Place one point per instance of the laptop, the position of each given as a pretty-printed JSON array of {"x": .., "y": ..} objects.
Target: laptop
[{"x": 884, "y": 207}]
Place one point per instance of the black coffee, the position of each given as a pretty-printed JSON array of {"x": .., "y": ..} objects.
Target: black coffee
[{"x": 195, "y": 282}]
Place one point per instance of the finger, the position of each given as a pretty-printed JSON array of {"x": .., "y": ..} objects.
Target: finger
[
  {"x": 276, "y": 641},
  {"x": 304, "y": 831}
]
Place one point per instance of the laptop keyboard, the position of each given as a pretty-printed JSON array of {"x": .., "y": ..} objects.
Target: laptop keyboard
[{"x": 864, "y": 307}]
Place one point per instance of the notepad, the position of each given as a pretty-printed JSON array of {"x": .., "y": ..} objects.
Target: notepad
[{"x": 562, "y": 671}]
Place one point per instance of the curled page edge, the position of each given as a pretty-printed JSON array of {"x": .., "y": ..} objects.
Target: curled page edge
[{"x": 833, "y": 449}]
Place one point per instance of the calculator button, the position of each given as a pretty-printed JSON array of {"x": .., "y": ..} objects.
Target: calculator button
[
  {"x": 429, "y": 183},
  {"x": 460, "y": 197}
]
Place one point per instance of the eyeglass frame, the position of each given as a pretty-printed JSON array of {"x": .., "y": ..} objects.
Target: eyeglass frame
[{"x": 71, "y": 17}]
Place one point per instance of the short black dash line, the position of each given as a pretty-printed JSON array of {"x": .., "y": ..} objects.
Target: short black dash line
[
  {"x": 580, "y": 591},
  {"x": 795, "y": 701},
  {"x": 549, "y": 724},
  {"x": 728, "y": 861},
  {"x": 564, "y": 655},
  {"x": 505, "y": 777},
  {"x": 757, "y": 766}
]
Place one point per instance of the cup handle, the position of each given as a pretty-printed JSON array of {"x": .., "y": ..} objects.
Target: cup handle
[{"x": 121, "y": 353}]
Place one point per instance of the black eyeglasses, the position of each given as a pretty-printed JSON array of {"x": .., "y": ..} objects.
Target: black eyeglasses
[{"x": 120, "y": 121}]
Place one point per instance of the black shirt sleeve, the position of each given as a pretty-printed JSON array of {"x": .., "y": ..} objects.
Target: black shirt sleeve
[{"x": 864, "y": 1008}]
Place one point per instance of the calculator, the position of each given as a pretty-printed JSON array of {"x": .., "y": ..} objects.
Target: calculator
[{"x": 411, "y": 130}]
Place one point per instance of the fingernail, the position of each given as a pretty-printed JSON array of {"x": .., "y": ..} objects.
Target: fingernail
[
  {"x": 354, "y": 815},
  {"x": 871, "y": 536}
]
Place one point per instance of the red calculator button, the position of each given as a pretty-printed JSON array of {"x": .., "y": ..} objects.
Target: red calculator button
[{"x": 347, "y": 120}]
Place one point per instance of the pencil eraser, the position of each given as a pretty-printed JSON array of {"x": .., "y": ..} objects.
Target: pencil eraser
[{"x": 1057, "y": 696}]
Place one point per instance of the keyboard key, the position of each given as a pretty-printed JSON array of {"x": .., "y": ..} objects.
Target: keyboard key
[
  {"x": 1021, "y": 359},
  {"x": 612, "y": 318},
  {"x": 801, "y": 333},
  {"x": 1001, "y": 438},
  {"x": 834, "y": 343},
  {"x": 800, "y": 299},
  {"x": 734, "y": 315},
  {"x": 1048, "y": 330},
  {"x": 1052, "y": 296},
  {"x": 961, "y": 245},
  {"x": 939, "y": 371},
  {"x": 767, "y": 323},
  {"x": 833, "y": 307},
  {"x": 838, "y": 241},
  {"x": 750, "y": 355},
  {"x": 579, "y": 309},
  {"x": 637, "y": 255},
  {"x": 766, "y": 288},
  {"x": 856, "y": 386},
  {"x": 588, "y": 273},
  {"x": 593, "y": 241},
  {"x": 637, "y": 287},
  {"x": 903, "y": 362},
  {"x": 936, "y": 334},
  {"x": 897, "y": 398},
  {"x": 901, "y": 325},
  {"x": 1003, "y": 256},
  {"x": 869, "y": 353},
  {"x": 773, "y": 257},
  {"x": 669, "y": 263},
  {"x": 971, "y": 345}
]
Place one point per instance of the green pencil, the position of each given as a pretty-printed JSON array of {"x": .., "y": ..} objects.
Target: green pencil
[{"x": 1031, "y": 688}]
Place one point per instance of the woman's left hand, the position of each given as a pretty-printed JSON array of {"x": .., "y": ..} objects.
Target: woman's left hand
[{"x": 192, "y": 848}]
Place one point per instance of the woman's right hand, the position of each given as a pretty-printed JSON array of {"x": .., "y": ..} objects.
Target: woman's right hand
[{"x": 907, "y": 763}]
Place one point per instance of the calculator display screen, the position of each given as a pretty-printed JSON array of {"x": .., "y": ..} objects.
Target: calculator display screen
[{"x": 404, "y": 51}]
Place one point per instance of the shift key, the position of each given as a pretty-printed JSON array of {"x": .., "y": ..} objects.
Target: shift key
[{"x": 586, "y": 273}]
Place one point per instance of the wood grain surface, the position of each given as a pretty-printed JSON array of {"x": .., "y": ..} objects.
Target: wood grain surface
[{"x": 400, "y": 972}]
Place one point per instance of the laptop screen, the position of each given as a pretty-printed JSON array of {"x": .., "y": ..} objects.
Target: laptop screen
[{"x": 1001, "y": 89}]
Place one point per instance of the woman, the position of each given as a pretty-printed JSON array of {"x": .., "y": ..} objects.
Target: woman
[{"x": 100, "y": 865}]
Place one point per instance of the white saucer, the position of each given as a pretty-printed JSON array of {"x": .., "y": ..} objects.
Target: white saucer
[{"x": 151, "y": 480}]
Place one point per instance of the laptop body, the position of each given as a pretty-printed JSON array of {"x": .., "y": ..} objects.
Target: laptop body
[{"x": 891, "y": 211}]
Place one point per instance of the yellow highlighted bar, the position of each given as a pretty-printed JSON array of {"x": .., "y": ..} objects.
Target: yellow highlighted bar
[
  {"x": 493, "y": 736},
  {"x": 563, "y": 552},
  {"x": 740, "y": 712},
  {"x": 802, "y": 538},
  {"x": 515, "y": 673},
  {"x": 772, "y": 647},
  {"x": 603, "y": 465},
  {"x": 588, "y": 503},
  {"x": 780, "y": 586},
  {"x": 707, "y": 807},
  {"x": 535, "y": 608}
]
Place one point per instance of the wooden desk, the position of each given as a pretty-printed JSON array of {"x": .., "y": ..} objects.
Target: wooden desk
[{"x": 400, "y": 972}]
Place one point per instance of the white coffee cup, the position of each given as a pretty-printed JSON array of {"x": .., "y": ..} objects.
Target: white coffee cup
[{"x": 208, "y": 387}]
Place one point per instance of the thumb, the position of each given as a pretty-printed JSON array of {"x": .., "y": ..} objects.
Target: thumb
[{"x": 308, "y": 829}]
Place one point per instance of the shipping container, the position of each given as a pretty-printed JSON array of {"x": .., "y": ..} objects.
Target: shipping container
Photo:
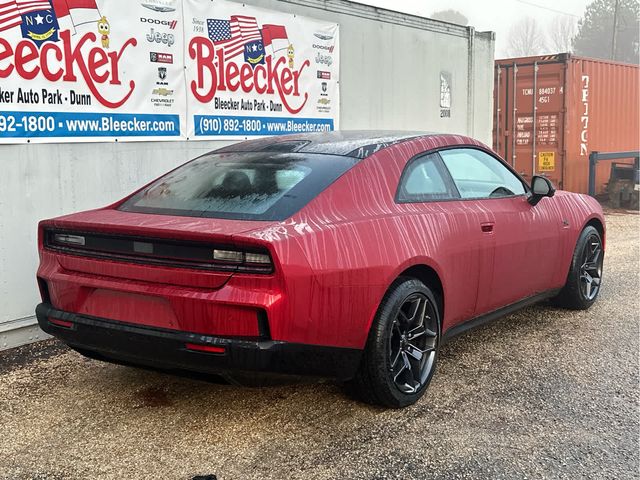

- - - -

▶ Direction
How many lines of the material above contain the string "wooden"? Reply with the number only.

▶ Task result
2